# Your objective
Identify each line in the items below that contains the word "cloud", and copy every such line in full. Treat the match as case-sensitive.

Extracted records

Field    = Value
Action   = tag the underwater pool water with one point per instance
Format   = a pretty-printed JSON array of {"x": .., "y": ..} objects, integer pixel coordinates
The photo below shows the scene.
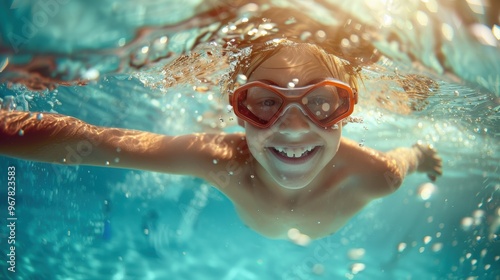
[{"x": 156, "y": 66}]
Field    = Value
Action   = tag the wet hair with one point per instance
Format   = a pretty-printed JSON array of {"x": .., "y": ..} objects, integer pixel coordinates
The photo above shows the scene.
[{"x": 250, "y": 59}]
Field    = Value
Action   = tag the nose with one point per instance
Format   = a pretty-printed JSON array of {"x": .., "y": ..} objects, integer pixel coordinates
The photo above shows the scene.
[{"x": 293, "y": 122}]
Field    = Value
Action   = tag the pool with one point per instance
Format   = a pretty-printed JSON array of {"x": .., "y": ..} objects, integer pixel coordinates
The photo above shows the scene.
[{"x": 116, "y": 64}]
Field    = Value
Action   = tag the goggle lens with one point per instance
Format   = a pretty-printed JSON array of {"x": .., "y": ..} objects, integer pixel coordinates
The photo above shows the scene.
[{"x": 262, "y": 104}]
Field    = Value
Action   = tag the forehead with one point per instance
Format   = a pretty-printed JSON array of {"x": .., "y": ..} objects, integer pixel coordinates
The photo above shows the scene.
[{"x": 290, "y": 64}]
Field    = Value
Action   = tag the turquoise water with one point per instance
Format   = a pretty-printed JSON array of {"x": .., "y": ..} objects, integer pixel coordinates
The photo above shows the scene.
[{"x": 114, "y": 64}]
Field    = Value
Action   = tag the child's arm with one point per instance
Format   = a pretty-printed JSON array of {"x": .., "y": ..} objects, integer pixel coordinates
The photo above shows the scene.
[
  {"x": 67, "y": 140},
  {"x": 382, "y": 173}
]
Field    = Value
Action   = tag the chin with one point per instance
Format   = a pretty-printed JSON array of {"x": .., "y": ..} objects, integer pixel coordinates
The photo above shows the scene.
[{"x": 294, "y": 182}]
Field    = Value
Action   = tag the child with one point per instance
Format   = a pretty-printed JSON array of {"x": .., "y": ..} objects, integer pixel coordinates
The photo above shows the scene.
[{"x": 290, "y": 172}]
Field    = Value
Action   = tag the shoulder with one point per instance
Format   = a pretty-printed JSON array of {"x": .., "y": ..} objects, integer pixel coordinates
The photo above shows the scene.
[{"x": 376, "y": 174}]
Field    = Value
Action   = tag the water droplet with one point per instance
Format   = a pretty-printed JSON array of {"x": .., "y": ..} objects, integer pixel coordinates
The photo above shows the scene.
[
  {"x": 356, "y": 254},
  {"x": 357, "y": 268},
  {"x": 401, "y": 247},
  {"x": 426, "y": 191},
  {"x": 241, "y": 79},
  {"x": 362, "y": 143},
  {"x": 427, "y": 239},
  {"x": 467, "y": 223}
]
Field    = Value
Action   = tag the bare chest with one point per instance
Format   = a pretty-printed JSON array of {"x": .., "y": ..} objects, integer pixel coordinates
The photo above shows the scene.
[{"x": 316, "y": 216}]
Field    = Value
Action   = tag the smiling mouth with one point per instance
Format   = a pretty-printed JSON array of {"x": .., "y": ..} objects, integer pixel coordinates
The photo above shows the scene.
[{"x": 294, "y": 155}]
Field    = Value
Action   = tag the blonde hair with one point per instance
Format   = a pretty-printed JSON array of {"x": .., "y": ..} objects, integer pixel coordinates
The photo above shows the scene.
[{"x": 246, "y": 64}]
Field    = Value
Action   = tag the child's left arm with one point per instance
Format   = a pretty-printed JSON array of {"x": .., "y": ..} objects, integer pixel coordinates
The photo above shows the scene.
[
  {"x": 420, "y": 158},
  {"x": 381, "y": 173}
]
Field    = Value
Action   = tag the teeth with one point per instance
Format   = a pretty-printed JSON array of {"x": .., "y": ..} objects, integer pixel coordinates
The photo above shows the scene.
[{"x": 294, "y": 152}]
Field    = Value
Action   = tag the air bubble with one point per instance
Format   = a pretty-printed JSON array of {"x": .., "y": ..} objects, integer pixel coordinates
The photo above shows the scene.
[
  {"x": 357, "y": 268},
  {"x": 241, "y": 79}
]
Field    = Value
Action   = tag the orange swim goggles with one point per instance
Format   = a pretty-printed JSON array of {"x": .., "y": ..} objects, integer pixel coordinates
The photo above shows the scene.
[{"x": 325, "y": 103}]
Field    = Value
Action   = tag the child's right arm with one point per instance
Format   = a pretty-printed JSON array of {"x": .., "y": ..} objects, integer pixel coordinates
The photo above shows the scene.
[{"x": 66, "y": 140}]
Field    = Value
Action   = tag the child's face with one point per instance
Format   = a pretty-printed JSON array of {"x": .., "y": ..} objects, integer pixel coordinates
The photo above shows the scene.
[{"x": 294, "y": 151}]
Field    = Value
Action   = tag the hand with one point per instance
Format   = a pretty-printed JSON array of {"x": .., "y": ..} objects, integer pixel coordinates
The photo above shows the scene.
[{"x": 429, "y": 161}]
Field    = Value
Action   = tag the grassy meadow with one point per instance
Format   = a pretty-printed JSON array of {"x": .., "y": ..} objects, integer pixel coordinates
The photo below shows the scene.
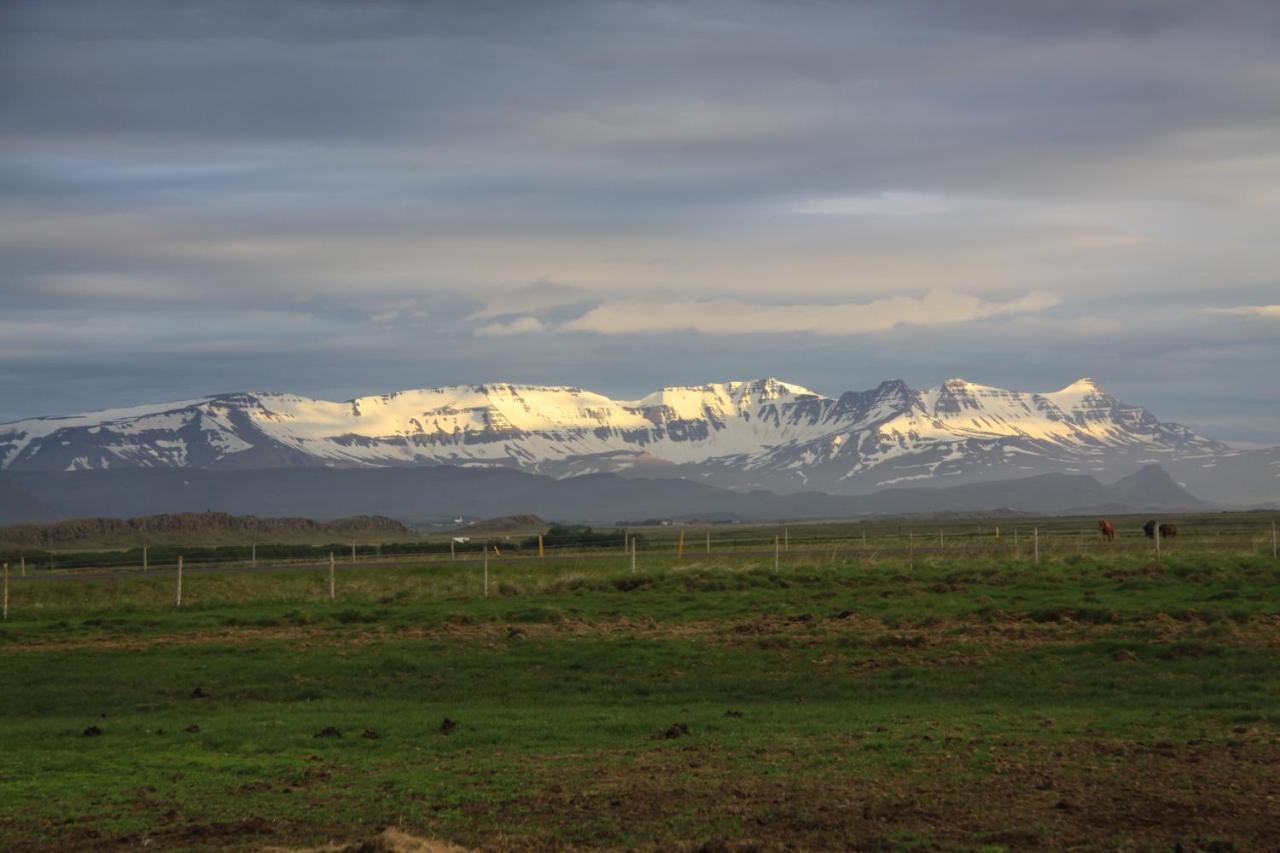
[{"x": 851, "y": 698}]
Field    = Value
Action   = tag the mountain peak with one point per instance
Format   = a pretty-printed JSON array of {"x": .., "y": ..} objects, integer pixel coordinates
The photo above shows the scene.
[{"x": 1084, "y": 384}]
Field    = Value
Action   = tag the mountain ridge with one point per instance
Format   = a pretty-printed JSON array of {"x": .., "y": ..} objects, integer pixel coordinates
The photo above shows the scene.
[{"x": 741, "y": 434}]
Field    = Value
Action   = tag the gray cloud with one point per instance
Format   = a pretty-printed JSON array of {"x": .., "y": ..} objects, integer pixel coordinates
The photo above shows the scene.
[{"x": 339, "y": 197}]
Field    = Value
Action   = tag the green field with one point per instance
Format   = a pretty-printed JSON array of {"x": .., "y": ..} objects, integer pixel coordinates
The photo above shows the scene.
[{"x": 855, "y": 698}]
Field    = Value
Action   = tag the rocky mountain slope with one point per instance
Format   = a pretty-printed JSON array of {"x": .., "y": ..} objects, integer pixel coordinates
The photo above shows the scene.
[
  {"x": 739, "y": 434},
  {"x": 443, "y": 493},
  {"x": 190, "y": 523}
]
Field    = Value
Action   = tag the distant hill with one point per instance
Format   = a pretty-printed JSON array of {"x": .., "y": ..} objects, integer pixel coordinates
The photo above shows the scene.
[
  {"x": 419, "y": 493},
  {"x": 18, "y": 505},
  {"x": 188, "y": 523},
  {"x": 504, "y": 524}
]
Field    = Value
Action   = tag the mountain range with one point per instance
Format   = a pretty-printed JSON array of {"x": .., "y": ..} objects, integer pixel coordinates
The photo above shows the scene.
[{"x": 741, "y": 436}]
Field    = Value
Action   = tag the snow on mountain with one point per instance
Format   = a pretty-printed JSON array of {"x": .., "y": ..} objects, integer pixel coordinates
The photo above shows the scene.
[{"x": 748, "y": 434}]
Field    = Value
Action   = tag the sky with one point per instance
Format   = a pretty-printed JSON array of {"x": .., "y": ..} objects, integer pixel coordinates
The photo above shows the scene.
[{"x": 341, "y": 199}]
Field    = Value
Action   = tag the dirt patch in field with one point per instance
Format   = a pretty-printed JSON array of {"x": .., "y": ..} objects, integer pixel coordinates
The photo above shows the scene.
[
  {"x": 389, "y": 840},
  {"x": 1063, "y": 796},
  {"x": 992, "y": 634}
]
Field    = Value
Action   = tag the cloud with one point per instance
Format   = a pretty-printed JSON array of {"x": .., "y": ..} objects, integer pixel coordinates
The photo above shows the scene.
[
  {"x": 522, "y": 325},
  {"x": 882, "y": 204},
  {"x": 405, "y": 311},
  {"x": 1247, "y": 310},
  {"x": 737, "y": 316},
  {"x": 538, "y": 297}
]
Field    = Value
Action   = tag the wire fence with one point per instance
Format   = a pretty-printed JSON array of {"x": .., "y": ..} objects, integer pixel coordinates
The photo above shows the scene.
[{"x": 1016, "y": 543}]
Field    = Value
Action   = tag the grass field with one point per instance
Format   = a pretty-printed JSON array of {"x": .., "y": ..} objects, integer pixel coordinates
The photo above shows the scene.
[{"x": 1102, "y": 701}]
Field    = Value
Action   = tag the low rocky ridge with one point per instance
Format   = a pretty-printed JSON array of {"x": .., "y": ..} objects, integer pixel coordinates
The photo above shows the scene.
[
  {"x": 190, "y": 523},
  {"x": 504, "y": 523},
  {"x": 439, "y": 493}
]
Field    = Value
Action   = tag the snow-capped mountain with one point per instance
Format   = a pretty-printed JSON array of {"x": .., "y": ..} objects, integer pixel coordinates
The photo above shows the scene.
[{"x": 745, "y": 434}]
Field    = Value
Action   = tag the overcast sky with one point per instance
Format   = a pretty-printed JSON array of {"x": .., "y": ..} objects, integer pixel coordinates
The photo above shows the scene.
[{"x": 339, "y": 197}]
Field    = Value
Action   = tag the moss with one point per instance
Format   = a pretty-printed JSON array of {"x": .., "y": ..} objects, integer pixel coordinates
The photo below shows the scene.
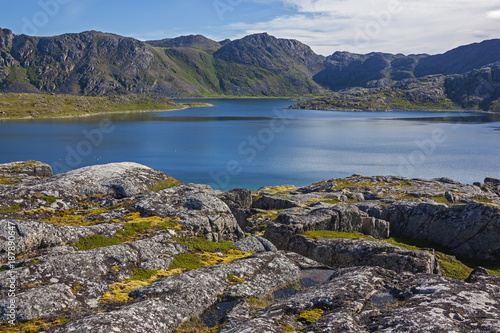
[
  {"x": 11, "y": 209},
  {"x": 4, "y": 180},
  {"x": 95, "y": 241},
  {"x": 333, "y": 201},
  {"x": 119, "y": 292},
  {"x": 233, "y": 279},
  {"x": 257, "y": 304},
  {"x": 33, "y": 326},
  {"x": 76, "y": 287},
  {"x": 309, "y": 317},
  {"x": 450, "y": 266},
  {"x": 444, "y": 200},
  {"x": 50, "y": 200},
  {"x": 196, "y": 325},
  {"x": 164, "y": 183},
  {"x": 203, "y": 253}
]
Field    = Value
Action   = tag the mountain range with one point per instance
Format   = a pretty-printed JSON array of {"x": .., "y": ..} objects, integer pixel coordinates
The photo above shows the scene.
[{"x": 97, "y": 63}]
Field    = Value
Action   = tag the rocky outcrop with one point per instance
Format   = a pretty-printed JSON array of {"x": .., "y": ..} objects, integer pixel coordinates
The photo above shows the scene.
[
  {"x": 469, "y": 231},
  {"x": 32, "y": 235},
  {"x": 167, "y": 303},
  {"x": 341, "y": 253},
  {"x": 100, "y": 249},
  {"x": 372, "y": 299},
  {"x": 200, "y": 211}
]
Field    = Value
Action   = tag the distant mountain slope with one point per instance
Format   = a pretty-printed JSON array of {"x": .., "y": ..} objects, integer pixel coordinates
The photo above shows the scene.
[
  {"x": 461, "y": 60},
  {"x": 96, "y": 63}
]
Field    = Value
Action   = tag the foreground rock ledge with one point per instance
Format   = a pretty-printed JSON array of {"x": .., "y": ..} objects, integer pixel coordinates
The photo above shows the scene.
[{"x": 359, "y": 284}]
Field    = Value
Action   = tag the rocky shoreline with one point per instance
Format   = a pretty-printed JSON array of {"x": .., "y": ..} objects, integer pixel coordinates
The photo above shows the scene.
[{"x": 125, "y": 248}]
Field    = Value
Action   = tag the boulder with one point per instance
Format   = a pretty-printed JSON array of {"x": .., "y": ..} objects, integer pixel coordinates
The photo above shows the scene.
[
  {"x": 32, "y": 235},
  {"x": 118, "y": 180},
  {"x": 255, "y": 244},
  {"x": 198, "y": 210},
  {"x": 369, "y": 299},
  {"x": 168, "y": 302},
  {"x": 340, "y": 253},
  {"x": 470, "y": 231}
]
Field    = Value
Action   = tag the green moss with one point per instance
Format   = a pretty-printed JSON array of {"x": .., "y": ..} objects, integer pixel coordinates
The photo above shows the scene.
[
  {"x": 195, "y": 325},
  {"x": 76, "y": 287},
  {"x": 164, "y": 183},
  {"x": 233, "y": 279},
  {"x": 11, "y": 209},
  {"x": 309, "y": 317},
  {"x": 50, "y": 200},
  {"x": 96, "y": 241},
  {"x": 9, "y": 180},
  {"x": 142, "y": 274},
  {"x": 443, "y": 200}
]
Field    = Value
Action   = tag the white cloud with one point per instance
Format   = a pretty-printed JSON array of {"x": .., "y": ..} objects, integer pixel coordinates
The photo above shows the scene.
[
  {"x": 407, "y": 26},
  {"x": 494, "y": 14}
]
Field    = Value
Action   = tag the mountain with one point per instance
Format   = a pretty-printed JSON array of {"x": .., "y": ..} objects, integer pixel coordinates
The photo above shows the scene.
[{"x": 97, "y": 63}]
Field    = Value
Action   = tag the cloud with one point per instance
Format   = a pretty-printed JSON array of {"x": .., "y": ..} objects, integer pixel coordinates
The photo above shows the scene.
[
  {"x": 407, "y": 26},
  {"x": 495, "y": 14}
]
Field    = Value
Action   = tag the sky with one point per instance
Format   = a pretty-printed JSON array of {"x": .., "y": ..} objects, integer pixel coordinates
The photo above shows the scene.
[{"x": 327, "y": 26}]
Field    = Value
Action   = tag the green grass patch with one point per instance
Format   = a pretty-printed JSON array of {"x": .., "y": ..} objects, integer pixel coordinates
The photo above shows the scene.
[
  {"x": 96, "y": 241},
  {"x": 164, "y": 183},
  {"x": 450, "y": 266},
  {"x": 309, "y": 317},
  {"x": 50, "y": 200},
  {"x": 11, "y": 209}
]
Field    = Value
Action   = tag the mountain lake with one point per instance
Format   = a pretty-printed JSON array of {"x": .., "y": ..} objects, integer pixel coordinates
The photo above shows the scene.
[{"x": 250, "y": 143}]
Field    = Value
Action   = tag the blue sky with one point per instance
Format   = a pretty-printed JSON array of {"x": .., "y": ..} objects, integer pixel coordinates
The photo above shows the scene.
[{"x": 406, "y": 26}]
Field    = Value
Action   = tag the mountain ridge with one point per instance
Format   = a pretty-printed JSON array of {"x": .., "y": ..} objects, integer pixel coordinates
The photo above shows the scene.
[{"x": 98, "y": 63}]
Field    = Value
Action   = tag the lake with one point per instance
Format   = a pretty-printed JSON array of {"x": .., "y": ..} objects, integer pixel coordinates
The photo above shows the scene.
[{"x": 256, "y": 142}]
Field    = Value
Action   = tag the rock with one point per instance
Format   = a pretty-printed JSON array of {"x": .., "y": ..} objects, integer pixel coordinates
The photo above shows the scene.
[
  {"x": 118, "y": 180},
  {"x": 95, "y": 265},
  {"x": 366, "y": 299},
  {"x": 255, "y": 244},
  {"x": 340, "y": 253},
  {"x": 40, "y": 302},
  {"x": 31, "y": 235},
  {"x": 237, "y": 198},
  {"x": 268, "y": 202},
  {"x": 170, "y": 301},
  {"x": 476, "y": 274},
  {"x": 199, "y": 211},
  {"x": 470, "y": 231},
  {"x": 344, "y": 218},
  {"x": 23, "y": 172},
  {"x": 492, "y": 181}
]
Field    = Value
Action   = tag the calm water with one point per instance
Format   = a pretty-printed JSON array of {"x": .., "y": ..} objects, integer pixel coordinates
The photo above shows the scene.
[{"x": 253, "y": 143}]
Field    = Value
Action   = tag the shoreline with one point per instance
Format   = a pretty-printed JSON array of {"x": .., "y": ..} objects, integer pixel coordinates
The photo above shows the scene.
[{"x": 105, "y": 113}]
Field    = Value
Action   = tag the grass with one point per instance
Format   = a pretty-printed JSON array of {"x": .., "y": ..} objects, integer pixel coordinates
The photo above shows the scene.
[
  {"x": 164, "y": 184},
  {"x": 203, "y": 253},
  {"x": 32, "y": 326},
  {"x": 195, "y": 325},
  {"x": 135, "y": 228},
  {"x": 309, "y": 317},
  {"x": 46, "y": 106},
  {"x": 450, "y": 266},
  {"x": 11, "y": 209}
]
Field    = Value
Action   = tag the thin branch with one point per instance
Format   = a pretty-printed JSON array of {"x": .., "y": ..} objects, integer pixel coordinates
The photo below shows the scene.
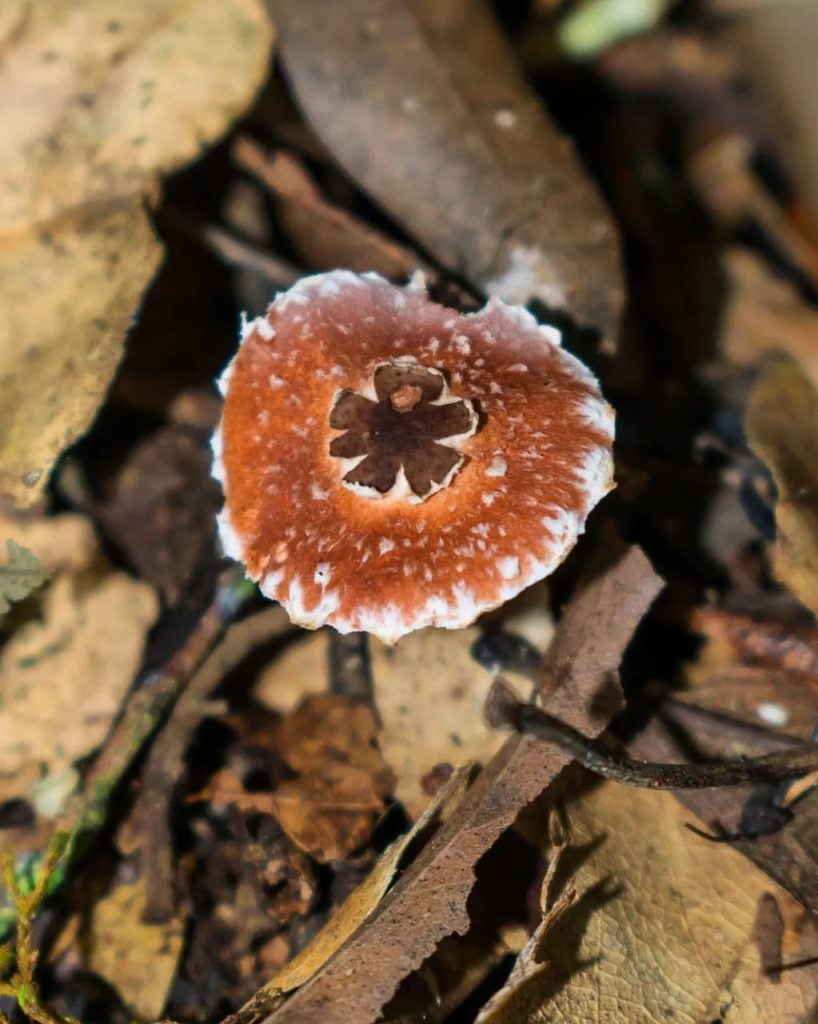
[{"x": 504, "y": 708}]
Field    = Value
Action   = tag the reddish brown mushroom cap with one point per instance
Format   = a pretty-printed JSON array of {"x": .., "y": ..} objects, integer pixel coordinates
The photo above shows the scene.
[{"x": 389, "y": 464}]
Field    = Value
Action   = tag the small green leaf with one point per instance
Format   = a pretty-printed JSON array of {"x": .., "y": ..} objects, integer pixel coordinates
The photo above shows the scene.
[{"x": 18, "y": 577}]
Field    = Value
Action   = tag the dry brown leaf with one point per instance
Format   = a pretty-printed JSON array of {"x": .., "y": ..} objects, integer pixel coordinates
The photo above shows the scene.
[
  {"x": 424, "y": 104},
  {"x": 99, "y": 98},
  {"x": 362, "y": 901},
  {"x": 325, "y": 236},
  {"x": 520, "y": 995},
  {"x": 331, "y": 808},
  {"x": 429, "y": 692},
  {"x": 62, "y": 679},
  {"x": 786, "y": 851},
  {"x": 138, "y": 960},
  {"x": 781, "y": 424},
  {"x": 668, "y": 927},
  {"x": 430, "y": 900},
  {"x": 163, "y": 509}
]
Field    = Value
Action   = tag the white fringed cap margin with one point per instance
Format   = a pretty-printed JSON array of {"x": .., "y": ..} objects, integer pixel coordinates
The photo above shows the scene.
[{"x": 389, "y": 464}]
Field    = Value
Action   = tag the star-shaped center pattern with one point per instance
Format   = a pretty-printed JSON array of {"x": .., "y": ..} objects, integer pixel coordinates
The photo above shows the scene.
[{"x": 402, "y": 429}]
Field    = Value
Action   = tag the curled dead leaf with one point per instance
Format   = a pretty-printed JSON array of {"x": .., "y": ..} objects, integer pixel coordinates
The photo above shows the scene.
[{"x": 119, "y": 94}]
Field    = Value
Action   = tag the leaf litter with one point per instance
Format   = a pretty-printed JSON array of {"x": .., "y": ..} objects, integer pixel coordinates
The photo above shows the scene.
[{"x": 208, "y": 813}]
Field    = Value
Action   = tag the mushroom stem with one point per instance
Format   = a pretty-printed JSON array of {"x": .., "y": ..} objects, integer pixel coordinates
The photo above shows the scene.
[
  {"x": 350, "y": 673},
  {"x": 505, "y": 709}
]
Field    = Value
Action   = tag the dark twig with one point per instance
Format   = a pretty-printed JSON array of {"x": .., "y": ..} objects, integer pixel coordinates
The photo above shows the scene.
[
  {"x": 504, "y": 708},
  {"x": 165, "y": 764}
]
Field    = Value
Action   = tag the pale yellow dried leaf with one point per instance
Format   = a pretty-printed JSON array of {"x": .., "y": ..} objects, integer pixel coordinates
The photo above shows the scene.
[
  {"x": 361, "y": 902},
  {"x": 665, "y": 928},
  {"x": 63, "y": 542},
  {"x": 99, "y": 98},
  {"x": 62, "y": 679},
  {"x": 67, "y": 299},
  {"x": 764, "y": 313},
  {"x": 19, "y": 574},
  {"x": 139, "y": 960},
  {"x": 430, "y": 692},
  {"x": 781, "y": 424}
]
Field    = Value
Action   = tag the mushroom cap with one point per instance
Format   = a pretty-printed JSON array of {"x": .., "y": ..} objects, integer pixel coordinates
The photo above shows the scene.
[{"x": 389, "y": 464}]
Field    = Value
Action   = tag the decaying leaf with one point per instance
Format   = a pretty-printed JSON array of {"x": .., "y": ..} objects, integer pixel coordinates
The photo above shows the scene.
[
  {"x": 62, "y": 679},
  {"x": 19, "y": 576},
  {"x": 65, "y": 542},
  {"x": 163, "y": 511},
  {"x": 362, "y": 901},
  {"x": 520, "y": 996},
  {"x": 139, "y": 960},
  {"x": 331, "y": 807},
  {"x": 429, "y": 692},
  {"x": 668, "y": 927},
  {"x": 399, "y": 937},
  {"x": 466, "y": 159},
  {"x": 782, "y": 428},
  {"x": 99, "y": 98},
  {"x": 325, "y": 236},
  {"x": 301, "y": 671},
  {"x": 779, "y": 709}
]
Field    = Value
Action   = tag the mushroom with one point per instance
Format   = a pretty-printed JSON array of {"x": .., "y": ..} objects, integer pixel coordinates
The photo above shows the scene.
[{"x": 390, "y": 464}]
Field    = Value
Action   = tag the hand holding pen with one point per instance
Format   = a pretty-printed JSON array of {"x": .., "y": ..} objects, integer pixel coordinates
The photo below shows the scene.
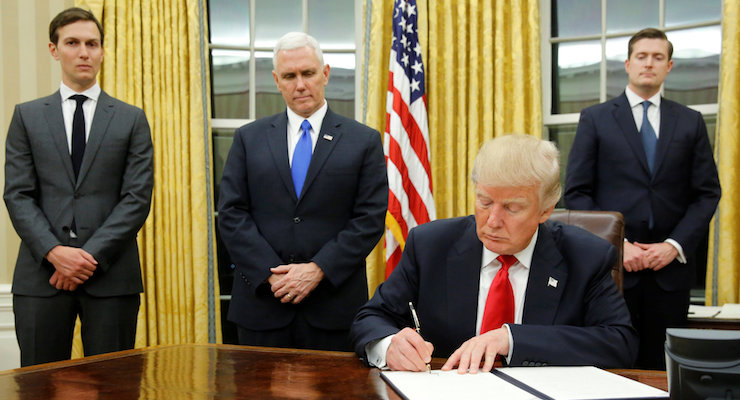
[{"x": 417, "y": 327}]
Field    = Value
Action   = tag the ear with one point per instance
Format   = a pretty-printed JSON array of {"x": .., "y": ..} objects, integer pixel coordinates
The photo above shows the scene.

# Written response
Action   = tag the gray cloud with one point per instance
Action   = tag the cloud with one point per instance
Action   = tag the white cloud with one point per instance
Action   = tag the cloud with one point per instance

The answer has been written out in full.